Only the lines from the one containing "target: red tinsel garland on dog" to the end of the material belong in your answer. Please copy them word for word.
========
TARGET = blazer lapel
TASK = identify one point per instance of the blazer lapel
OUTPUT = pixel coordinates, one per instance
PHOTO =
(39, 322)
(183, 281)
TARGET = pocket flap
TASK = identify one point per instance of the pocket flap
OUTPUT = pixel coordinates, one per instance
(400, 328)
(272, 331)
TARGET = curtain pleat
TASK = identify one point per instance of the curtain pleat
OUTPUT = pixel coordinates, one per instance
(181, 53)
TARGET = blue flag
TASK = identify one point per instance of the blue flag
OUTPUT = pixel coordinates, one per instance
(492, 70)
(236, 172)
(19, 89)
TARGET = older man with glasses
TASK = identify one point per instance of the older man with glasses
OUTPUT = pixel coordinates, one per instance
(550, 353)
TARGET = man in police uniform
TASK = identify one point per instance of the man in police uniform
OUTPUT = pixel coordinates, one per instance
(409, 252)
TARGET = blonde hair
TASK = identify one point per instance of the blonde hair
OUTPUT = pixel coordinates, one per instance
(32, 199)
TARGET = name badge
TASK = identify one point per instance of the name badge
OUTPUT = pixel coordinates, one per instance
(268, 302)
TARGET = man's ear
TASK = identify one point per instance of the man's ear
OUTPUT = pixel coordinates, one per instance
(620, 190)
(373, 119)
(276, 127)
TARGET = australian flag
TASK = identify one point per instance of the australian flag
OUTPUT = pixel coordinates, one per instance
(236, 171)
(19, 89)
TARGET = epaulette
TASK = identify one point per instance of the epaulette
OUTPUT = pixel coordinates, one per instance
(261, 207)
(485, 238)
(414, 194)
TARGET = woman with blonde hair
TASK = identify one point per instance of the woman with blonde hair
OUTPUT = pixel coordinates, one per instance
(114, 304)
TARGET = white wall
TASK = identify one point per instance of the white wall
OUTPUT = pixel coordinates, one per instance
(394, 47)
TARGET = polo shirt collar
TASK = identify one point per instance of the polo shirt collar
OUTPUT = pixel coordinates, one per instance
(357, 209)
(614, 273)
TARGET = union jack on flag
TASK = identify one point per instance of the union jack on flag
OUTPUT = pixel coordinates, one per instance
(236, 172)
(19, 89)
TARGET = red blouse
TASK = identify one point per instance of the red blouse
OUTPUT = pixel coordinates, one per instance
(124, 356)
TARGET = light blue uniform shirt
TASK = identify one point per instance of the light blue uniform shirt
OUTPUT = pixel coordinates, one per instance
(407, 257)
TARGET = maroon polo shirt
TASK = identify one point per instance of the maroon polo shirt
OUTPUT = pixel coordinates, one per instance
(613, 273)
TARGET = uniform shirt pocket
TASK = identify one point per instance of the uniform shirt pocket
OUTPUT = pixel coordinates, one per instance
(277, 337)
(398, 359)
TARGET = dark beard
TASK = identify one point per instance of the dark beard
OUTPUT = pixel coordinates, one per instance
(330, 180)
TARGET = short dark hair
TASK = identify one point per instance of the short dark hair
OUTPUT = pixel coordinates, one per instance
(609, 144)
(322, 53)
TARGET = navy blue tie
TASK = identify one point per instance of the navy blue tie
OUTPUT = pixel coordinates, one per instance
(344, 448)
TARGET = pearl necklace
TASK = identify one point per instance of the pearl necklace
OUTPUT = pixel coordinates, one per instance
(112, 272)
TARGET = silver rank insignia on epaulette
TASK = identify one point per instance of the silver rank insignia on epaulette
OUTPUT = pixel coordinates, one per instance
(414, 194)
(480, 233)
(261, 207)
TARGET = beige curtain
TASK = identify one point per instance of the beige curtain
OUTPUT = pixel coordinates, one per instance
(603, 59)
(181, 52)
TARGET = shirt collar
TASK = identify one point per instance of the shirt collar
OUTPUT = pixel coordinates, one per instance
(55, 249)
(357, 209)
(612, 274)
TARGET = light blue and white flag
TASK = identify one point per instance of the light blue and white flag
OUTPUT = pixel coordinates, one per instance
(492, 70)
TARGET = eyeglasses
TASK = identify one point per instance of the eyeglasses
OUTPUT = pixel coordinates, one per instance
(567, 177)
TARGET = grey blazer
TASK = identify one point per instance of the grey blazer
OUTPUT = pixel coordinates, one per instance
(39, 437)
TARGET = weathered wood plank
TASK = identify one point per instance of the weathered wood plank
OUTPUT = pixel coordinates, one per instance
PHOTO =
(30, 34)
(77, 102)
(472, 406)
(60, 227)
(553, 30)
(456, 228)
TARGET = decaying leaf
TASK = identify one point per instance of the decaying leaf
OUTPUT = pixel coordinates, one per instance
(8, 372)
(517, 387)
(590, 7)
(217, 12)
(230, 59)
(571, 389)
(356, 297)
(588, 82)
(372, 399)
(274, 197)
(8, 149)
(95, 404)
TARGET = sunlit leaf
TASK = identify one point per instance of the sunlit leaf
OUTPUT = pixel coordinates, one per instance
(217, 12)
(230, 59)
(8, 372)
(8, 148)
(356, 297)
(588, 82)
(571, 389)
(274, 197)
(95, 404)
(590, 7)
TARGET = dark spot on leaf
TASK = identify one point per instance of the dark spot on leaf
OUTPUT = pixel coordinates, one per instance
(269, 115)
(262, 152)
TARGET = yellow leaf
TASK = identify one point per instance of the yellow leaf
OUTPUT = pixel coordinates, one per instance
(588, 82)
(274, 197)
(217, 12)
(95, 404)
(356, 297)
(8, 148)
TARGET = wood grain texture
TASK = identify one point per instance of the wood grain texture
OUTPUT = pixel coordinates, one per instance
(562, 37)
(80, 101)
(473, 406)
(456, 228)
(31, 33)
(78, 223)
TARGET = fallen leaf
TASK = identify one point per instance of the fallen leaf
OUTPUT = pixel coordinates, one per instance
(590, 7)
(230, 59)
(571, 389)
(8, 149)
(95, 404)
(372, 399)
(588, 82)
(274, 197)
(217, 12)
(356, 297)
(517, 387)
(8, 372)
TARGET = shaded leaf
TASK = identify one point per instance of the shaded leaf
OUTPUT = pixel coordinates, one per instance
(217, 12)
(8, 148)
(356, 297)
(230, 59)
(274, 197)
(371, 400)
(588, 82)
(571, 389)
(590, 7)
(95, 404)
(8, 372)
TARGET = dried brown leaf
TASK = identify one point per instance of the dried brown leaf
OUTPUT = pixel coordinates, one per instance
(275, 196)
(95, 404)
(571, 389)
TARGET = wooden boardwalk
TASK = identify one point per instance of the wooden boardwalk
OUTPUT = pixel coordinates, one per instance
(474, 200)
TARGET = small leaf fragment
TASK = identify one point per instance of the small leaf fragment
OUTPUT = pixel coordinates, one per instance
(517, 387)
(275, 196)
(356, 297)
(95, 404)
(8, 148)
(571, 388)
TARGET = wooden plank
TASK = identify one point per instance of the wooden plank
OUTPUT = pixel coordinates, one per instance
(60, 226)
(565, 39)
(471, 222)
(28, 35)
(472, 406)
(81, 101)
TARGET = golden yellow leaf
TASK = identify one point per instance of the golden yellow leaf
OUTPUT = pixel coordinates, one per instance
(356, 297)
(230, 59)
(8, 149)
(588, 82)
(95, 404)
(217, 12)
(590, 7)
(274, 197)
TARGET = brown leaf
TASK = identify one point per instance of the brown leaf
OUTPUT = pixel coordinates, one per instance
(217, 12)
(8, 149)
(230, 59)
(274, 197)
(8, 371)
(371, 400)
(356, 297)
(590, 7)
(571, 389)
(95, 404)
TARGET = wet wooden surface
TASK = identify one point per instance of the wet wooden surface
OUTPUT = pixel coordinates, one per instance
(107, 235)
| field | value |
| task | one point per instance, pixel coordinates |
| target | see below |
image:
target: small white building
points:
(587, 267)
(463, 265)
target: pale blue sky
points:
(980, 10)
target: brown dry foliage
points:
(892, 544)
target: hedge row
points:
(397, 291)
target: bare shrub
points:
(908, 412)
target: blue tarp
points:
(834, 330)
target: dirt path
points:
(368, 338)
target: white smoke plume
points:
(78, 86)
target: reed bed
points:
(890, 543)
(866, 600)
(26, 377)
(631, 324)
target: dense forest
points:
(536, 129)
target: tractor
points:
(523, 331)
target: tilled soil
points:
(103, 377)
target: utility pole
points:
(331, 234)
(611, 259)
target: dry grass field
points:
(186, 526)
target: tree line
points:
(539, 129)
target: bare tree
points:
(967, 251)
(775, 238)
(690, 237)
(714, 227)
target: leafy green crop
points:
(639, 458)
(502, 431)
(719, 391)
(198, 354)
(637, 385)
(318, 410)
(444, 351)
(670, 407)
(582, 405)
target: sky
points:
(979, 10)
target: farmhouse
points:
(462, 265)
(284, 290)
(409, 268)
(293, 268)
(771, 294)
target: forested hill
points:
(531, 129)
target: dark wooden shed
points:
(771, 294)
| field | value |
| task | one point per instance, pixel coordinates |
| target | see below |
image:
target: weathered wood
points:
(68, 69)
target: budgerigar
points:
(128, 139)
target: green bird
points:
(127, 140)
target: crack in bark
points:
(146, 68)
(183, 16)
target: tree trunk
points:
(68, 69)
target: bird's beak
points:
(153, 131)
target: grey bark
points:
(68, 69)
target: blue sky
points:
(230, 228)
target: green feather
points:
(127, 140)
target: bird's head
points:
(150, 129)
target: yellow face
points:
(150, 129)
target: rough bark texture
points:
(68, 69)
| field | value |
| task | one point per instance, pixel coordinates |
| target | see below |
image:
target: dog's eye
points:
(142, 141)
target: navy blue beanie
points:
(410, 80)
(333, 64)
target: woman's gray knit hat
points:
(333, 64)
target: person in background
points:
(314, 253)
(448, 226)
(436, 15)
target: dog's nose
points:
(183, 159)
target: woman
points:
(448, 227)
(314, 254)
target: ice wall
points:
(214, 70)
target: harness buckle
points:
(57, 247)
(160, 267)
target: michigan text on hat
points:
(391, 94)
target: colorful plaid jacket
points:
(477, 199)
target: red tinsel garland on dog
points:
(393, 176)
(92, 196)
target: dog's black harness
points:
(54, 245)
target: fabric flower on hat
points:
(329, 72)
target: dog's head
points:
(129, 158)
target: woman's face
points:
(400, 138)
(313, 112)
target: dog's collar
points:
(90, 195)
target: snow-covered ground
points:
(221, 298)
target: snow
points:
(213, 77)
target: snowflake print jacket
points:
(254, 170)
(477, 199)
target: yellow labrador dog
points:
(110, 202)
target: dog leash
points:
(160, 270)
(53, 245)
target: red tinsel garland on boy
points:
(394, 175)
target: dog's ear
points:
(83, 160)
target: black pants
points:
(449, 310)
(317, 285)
========
- ANSWER SPACE:
target: red tinsel garland on dog
points:
(393, 176)
(92, 196)
target: dog's black harness
points:
(54, 245)
target: fabric flower on hat
points:
(329, 72)
target: dog's head
points:
(129, 158)
target: woman's face
points:
(400, 138)
(313, 112)
target: dog's collar
points:
(90, 195)
target: snow-covered ground
points:
(221, 298)
target: snow
points:
(213, 77)
target: snowflake print jacket
points:
(254, 170)
(477, 199)
target: yellow labrador dog
points:
(110, 202)
target: dog leash
points:
(160, 270)
(53, 245)
target: red tinsel garland on boy
points:
(394, 175)
target: dog's ear
points:
(83, 160)
target: black pants
points:
(449, 310)
(317, 285)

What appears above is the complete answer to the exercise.